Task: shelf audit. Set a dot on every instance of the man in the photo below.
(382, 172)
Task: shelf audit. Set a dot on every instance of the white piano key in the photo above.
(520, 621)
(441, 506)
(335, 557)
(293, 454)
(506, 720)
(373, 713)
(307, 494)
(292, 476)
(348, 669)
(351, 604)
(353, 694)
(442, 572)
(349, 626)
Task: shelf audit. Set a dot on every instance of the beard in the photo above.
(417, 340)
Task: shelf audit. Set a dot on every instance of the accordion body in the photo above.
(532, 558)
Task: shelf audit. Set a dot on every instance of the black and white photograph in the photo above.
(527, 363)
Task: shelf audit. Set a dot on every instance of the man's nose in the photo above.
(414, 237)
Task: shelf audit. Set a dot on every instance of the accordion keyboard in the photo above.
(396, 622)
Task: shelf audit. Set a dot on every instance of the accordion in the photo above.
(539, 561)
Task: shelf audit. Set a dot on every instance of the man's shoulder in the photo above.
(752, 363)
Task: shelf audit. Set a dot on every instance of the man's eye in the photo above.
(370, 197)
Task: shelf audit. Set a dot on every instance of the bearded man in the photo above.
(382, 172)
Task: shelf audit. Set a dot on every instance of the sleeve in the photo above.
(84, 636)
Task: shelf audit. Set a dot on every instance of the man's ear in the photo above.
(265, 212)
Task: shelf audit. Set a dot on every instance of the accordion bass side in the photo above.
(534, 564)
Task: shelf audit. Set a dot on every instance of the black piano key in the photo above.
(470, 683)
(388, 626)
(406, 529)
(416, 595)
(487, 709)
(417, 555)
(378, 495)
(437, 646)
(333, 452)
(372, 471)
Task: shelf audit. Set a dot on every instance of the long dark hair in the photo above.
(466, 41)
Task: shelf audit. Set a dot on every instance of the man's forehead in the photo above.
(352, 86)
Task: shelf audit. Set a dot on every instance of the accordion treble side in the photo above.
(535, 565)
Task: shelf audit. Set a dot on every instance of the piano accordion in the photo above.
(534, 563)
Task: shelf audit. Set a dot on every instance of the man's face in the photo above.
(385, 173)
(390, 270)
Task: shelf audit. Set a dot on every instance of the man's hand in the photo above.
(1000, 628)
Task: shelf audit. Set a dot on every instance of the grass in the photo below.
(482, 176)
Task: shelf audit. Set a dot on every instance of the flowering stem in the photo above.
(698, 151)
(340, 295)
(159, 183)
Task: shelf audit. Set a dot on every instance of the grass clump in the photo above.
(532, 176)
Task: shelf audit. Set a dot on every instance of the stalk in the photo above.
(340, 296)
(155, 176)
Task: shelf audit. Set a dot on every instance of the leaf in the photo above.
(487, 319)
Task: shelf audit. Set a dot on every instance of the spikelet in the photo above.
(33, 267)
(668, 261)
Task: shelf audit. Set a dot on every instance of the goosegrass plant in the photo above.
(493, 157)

- - -

▸ TASK
All lines from the one containing "hand in the photo above." through the end of the data, and no others, are to be given again word for word.

▸ SOLUTION FOR THIS PROBLEM
Task: shelf audit. Set a dot on every instance of the man's hand in the photo above.
(1000, 628)
Task: shelf audit. Set a dot on every instance of the grass in the photo below.
(482, 176)
Task: shelf audit. Set a dot on every instance of the flowering stem in the photo above.
(698, 151)
(340, 295)
(159, 183)
Task: shelf audit. Set a dot on every instance of the grass clump in the photo above.
(532, 176)
Task: shelf audit. Set a dot on every instance of the stalk in the photo above.
(340, 296)
(155, 176)
Task: shelf audit. Set a dot on every instance of the leaf in the photo above.
(487, 319)
Task: shelf audit. Set a dot on every instance of the spikelet in the photo above.
(33, 267)
(668, 261)
Task: shelf audit. Set a dot on every instance of the goosegrass plant in the photo above.
(493, 157)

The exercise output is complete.